### Work order A
In the interview on healthcare billing, copy everything from "Can you give" down to "interpreted the report.".
### Work order B
Translate this sentence from the interview on healthcare billing into Spanish: "Those are only two of the many providers that you're going to get a bill from."

### Given passage
I think on the provider side, the win is that by doing things in the office, they actually are incentivized at a higher reimbursement rate. They are providing more things. The surgeon is providing their services in the office which means they’re providing the equipment and the instrumentation they need, but they have benefits in terms of no delays going to a hospital or just driving in traffic. They don’t have to worry about having control over when they can put a patient on. They have control over how they put patients on.

It’s bringing the provider back into control and incentivizing them to keep that control within in his office. The whole healthcare system is saving, and the patient is getting the same exact quality care in a setting that has a lower cost to them.

Can you give us an example of the lack of cost transparency today?

Yeah. Unless you’re in healthcare and you deal with this every day, you don’t really understand what the whole picture looks like.

Let’s say you’re going to have surgery and you think that you’re going to get billed by the surgeon and you’re going to get billed by the facility where your procedure is performed. Those are only two of the many providers that you’re going to get a bill from. If you have something removed where it has to go to a lab or to pathology, you’ll have a bill from the physical lab AND you’ll have a bill from the pathologist who interpreted the report.

If you’ve had to have a test in the hospital maybe prior to the procedure, you’re getting two bills for that. Additionally, you’re getting a bill for the actual test performed. And then for someone to read the test. It’s the same with anesthesia: they put you to sleep and you are going to have a bill for that as well.

When you walk into a hospital, it’s not two bills run from your surgeon and the hospital; you could up have upwards of five, six, seven bills that you didn’t anticipate because you didn’t know any better.

I feel like from a patient’s perspective, they feel like they’ve been duped a little bit. They show up and they think they know but there’s a whole world they don’t know. Being up upfront with a patient and saying, “Hey, this is what you’re going to experience when you get here.”

It doesn’t matter what setting it is, whether it’s the office, the surgery center or a hospital, giving patients the full scope of everything that’s involved and what they can expect at the end is really important. Once they know that, then they can go make informed decisions. They can call their insurance company and say, “Hey, tell me what this is going to cost me for this procedure if I do this in the office or if I do this in the hospital.”

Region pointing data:
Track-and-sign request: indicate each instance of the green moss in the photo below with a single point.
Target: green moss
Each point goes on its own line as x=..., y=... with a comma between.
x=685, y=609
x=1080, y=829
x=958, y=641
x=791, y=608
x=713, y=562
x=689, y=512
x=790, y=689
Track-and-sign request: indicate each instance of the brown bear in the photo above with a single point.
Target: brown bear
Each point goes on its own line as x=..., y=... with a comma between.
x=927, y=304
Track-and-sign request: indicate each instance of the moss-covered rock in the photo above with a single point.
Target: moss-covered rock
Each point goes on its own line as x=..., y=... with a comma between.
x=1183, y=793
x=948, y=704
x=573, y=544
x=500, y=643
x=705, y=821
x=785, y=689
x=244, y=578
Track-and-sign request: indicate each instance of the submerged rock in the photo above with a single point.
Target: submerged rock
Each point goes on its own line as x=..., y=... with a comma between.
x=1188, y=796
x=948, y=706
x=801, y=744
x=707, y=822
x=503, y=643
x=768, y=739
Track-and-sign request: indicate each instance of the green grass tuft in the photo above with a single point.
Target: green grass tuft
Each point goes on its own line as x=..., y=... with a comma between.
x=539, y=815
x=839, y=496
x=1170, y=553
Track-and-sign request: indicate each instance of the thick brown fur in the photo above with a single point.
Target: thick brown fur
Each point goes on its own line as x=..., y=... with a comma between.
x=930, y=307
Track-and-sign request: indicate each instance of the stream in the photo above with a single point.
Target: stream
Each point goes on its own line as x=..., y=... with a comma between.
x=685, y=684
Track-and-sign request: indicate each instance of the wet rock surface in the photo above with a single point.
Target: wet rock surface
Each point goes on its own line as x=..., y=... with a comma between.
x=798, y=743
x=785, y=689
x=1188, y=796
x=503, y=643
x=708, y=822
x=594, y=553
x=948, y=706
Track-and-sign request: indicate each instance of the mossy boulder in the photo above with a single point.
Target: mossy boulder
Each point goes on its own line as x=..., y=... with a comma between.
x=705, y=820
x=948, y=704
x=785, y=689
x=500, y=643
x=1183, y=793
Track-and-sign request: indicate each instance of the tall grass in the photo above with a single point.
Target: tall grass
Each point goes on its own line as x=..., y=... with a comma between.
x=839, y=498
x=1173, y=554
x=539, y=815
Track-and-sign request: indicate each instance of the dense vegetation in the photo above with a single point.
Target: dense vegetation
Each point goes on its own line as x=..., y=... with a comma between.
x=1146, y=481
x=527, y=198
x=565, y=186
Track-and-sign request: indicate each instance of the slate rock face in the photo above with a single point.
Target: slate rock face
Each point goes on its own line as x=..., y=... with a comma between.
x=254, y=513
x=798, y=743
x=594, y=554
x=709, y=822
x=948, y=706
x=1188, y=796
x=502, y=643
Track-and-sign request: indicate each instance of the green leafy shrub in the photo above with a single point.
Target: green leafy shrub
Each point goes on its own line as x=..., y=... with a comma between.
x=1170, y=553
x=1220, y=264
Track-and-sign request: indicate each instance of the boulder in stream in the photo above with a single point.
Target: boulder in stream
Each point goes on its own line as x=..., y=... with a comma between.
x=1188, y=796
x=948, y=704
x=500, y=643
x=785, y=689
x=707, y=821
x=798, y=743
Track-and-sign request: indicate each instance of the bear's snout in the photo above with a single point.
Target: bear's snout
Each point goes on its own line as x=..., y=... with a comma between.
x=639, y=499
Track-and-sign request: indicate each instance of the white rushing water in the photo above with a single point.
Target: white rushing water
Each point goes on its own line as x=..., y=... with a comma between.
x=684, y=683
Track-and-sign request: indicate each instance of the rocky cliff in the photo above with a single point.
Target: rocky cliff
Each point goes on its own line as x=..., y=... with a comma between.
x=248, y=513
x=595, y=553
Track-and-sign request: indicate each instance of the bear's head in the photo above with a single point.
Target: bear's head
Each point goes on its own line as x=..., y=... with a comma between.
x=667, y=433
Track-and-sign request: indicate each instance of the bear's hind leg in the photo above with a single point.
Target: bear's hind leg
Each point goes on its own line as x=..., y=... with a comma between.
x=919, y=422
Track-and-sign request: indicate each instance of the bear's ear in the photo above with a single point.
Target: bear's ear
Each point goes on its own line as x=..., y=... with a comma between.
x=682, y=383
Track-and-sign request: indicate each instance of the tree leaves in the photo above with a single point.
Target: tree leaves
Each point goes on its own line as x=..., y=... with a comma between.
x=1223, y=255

### Solution A
Can you give us an example of the lack of cost transparency today?

Yeah. Unless you’re in healthcare and you deal with this every day, you don’t really understand what the whole picture looks like.

Let’s say you’re going to have surgery and you think that you’re going to get billed by the surgeon and you’re going to get billed by the facility where your procedure is performed. Those are only two of the many providers that you’re going to get a bill from. If you have something removed where it has to go to a lab or to pathology, you’ll have a bill from the physical lab AND you’ll have a bill from the pathologist who interpreted the report.

### Solution B
Esos son solo dos de los muchos proveedores de los que vas a recibir una factura.